Each line of the listing below must be retyped as given.

RECORDS SHOWN ▸
↓↓↓

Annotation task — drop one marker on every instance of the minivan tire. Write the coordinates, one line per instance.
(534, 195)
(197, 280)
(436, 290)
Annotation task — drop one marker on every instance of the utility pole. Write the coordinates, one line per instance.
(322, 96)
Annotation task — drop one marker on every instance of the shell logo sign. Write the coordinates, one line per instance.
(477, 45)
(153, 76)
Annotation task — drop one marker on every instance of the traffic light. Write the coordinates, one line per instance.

↑↑↑

ANSWER BOX ▸
Annotation task — drop one marker on every instance of the minivan tire. Write the coordinates, one line per instance.
(534, 195)
(197, 280)
(436, 290)
Annotation task — drop one marker on every instance of the utility pole. Write the coordinates, one line per instance.
(322, 96)
Annotation task — drop one marker on every instance of the shell logo sign. Write the coordinates, one line per instance.
(477, 45)
(153, 76)
Annotation task — drop one marker on every instance of the traffic light. Write the coordinates, one line per instance.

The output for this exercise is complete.